## [EXTRACTED RECORDS]
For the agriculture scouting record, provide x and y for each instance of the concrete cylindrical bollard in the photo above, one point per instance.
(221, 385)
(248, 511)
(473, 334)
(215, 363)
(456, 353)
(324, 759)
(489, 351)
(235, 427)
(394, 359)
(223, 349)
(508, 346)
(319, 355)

## [DESCRIPTION OF THE TASK]
Extract, word for word, each line of the listing above.

## [TASK SOLUTION]
For the agriculture scouting record, provide x and y for each instance of the concrete cylindrical bollard in the photo above, one point per instance.
(221, 385)
(248, 511)
(473, 334)
(215, 363)
(456, 353)
(324, 759)
(489, 351)
(235, 427)
(394, 359)
(223, 349)
(508, 346)
(319, 355)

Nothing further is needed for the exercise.